***** Page
The line between Bruce Zimmerman's blues band at Port Cape Girardeau on Sunday nights and its audience is as porous as the band's membership roster...

Robert Goodier
Paul Johnson, left, Cameron Pfiffner, Ralph McDonald and Bruce Zimmerman jammed during a Port Cape Girardeau Sunday session.
Paul Johnson, left, Cameron Pfiffner, Ralph McDonald and Bruce Zimmerman jammed during a Port Cape Girardeau Sunday session.

The line between Bruce Zimmerman's blues band at Port Cape Girardeau on Sunday nights and its audience is as porous as the band's membership roster. Nine musicians, a number that changes by whim and the presence of their peers in the crowd, sit a mere yard from the first row of tables. They brush shoulders with entering customers and howl into microphones that, should they tip, would break beer glasses on the tables across the aisle. The saxophone players may shuffle aside for either a guest guitarist called up from the audience or a beer-mug-bearing waitress pushing through to the tables by the door.

"There's intimacy with the audience because they're right in your face," Zimmerman said. "Like having a big old party in your living room."
**********
***** Given information
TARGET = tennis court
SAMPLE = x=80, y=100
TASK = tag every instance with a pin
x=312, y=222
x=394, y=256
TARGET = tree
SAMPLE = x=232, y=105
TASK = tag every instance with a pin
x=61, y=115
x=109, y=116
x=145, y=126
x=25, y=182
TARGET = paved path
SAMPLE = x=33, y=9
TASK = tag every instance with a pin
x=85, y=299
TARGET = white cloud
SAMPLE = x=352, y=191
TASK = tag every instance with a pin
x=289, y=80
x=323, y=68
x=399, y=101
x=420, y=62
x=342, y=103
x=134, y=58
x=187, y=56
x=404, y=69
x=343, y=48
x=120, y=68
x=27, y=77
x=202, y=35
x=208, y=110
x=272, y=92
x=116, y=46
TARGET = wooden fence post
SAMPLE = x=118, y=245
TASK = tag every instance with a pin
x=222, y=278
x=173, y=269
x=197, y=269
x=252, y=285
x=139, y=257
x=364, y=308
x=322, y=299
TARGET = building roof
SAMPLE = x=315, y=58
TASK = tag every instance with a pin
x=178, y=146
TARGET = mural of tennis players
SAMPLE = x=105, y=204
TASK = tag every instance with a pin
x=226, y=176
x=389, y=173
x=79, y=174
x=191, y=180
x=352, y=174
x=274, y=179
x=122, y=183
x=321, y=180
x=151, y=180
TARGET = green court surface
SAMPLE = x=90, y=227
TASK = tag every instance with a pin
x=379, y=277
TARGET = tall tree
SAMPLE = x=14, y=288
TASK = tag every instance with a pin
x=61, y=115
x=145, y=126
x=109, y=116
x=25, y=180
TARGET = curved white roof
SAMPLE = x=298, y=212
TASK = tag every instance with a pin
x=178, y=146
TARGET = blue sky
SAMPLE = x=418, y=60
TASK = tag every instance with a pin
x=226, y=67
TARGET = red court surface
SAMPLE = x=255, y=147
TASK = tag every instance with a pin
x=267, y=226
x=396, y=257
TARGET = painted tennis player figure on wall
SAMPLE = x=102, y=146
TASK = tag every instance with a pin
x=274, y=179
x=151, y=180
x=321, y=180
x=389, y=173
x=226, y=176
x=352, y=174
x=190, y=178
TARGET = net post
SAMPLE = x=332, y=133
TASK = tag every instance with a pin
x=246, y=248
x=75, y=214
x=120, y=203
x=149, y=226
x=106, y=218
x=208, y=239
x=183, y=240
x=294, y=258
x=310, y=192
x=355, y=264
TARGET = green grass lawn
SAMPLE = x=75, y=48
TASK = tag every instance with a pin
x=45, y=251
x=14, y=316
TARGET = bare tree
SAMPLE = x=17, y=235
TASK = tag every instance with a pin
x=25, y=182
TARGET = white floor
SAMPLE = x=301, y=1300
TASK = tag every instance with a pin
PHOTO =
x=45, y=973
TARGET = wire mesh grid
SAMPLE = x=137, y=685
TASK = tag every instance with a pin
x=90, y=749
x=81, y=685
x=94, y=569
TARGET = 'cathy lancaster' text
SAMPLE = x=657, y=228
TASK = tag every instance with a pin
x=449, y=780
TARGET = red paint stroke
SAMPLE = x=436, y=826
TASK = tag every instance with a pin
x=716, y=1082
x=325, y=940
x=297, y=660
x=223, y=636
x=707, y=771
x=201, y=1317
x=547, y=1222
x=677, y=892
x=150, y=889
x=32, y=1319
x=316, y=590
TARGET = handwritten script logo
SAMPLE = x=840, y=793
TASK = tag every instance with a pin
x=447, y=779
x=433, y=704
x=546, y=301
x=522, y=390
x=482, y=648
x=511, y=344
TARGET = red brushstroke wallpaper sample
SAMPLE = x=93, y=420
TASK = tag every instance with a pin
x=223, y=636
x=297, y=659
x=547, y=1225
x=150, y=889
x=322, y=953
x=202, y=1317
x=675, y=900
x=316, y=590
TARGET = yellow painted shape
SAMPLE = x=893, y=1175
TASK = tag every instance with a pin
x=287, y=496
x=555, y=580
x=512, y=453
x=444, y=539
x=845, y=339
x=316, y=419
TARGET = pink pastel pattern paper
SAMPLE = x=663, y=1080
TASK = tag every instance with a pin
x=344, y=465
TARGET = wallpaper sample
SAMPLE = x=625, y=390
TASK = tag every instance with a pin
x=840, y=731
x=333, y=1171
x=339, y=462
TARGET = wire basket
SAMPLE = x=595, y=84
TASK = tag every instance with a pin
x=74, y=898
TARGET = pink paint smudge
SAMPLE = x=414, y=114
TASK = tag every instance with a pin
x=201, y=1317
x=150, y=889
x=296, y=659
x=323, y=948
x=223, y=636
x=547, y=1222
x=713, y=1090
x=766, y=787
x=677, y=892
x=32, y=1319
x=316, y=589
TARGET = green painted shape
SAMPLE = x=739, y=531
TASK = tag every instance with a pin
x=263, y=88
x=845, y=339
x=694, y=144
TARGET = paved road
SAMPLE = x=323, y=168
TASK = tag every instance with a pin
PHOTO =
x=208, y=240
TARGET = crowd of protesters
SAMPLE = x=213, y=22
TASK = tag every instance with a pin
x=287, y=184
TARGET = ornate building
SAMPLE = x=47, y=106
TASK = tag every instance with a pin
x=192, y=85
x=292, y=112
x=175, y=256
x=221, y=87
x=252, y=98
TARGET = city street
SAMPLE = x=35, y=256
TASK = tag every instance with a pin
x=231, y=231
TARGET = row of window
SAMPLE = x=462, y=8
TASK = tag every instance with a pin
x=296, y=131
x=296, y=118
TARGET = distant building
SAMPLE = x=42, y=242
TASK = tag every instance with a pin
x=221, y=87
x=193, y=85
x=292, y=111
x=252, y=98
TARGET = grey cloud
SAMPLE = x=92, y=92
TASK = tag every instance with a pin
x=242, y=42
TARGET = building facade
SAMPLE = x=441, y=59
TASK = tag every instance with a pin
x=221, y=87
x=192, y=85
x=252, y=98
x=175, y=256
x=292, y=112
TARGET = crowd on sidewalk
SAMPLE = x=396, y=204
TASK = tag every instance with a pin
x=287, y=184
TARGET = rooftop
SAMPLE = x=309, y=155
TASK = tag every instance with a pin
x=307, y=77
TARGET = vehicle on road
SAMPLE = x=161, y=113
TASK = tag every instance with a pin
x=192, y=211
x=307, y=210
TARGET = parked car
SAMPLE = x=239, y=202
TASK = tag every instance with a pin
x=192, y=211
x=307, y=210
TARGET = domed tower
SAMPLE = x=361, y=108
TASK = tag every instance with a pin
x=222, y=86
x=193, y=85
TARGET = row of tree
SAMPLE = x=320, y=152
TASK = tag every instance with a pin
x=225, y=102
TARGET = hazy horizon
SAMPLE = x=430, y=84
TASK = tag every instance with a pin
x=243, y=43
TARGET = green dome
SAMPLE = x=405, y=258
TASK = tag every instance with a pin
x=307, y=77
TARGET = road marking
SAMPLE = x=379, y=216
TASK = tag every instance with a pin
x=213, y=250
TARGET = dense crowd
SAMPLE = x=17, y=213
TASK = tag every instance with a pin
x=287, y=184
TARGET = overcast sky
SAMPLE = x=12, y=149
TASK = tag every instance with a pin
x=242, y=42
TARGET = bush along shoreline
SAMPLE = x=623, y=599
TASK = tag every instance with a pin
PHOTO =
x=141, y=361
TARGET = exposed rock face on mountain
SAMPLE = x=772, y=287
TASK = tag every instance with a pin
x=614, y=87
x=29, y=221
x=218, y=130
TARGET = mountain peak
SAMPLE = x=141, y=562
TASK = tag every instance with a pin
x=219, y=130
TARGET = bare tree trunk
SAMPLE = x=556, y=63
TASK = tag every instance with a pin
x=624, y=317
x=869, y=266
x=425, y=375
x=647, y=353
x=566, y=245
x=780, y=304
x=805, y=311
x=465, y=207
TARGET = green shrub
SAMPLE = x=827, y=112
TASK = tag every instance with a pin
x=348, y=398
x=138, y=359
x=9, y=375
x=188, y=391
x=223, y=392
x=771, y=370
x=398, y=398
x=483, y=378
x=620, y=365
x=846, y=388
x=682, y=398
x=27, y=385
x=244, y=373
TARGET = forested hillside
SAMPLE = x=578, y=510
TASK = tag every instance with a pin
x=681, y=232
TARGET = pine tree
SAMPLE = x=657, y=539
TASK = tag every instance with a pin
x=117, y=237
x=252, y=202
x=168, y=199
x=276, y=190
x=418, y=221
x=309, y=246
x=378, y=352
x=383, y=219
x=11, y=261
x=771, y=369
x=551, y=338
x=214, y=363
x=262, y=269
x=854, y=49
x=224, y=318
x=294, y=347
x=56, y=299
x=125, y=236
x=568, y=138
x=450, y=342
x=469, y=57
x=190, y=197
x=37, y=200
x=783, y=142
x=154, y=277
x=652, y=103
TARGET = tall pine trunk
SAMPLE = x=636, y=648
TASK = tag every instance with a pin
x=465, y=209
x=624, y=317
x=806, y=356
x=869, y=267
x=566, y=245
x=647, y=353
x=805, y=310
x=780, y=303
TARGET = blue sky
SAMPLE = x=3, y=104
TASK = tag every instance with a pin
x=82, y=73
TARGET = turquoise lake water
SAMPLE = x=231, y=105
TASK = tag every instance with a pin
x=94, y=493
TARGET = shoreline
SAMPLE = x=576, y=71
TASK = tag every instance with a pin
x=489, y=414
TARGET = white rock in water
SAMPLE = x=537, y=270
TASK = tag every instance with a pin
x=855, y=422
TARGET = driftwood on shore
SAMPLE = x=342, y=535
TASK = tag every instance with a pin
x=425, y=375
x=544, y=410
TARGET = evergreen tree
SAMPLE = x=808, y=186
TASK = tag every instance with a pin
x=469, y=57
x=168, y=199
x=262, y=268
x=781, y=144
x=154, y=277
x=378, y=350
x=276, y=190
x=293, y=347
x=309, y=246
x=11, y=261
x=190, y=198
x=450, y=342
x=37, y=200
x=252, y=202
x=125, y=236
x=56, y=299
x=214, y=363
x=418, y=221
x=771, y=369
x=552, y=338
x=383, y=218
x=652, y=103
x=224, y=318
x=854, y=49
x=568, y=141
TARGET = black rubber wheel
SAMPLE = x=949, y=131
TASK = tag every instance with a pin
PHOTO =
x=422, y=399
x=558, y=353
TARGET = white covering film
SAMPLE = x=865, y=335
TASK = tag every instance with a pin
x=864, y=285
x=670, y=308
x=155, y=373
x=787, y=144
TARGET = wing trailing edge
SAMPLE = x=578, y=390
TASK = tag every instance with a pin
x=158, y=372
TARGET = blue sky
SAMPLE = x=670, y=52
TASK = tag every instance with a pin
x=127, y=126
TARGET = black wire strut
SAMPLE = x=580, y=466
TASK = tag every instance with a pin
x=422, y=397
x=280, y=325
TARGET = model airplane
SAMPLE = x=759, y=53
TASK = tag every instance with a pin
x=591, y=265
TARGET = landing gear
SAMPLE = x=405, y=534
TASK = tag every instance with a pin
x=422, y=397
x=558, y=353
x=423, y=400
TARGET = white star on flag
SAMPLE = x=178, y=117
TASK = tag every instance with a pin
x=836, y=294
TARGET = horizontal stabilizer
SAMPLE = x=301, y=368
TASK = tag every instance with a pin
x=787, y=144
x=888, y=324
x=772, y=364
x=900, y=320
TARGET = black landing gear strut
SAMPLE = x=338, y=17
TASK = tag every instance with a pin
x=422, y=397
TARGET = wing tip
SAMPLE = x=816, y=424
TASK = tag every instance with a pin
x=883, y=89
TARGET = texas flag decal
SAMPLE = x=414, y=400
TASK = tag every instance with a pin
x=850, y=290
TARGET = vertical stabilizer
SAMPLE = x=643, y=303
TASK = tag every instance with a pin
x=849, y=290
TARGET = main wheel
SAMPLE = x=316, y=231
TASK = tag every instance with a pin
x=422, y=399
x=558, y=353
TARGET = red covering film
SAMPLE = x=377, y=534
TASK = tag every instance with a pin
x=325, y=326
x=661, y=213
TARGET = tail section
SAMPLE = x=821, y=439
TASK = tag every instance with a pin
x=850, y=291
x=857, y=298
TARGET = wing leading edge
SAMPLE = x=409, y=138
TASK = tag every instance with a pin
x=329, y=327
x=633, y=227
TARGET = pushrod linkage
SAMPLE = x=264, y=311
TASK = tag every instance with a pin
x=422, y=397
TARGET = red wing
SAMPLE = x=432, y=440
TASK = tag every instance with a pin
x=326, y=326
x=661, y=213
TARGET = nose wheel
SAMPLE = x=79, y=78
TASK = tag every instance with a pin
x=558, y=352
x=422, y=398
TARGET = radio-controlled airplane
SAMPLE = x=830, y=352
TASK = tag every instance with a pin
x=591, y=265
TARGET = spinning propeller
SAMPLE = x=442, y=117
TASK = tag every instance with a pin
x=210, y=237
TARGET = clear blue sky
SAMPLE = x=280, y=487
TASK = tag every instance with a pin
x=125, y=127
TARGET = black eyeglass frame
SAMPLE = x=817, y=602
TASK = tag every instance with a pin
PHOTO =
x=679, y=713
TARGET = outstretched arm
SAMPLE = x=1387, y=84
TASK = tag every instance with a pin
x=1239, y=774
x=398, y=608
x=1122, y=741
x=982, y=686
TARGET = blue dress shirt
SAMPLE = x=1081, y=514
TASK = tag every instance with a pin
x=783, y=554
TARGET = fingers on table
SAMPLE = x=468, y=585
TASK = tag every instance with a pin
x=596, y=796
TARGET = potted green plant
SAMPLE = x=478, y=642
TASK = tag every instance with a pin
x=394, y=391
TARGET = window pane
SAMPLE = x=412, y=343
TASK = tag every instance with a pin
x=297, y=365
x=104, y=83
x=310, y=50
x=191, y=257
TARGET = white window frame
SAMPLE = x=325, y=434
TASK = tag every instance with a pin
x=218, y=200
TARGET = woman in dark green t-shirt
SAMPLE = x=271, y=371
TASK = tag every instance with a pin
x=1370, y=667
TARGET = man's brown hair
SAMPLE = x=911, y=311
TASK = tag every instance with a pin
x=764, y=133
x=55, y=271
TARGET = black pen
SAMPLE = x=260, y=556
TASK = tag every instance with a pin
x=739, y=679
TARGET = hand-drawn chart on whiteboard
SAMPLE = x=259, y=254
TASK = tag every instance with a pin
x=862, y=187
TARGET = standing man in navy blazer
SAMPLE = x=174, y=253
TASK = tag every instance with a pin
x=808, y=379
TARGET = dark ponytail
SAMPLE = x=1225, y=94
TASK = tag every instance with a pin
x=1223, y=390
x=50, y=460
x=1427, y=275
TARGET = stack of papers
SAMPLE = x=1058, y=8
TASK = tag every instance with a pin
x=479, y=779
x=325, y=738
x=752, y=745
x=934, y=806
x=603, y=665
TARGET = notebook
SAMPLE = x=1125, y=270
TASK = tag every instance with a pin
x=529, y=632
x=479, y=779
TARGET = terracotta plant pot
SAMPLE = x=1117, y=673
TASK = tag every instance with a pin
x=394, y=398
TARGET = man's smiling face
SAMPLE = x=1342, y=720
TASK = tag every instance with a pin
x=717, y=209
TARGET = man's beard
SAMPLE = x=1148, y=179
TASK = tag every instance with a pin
**********
What the exercise asks
Name every musician that the blues band article says jammed during the Port Cape Girardeau Sunday session.

Solution for this problem
Paul Johnson, Cameron Pfiffner, Ralph McDonald, Bruce Zimmerman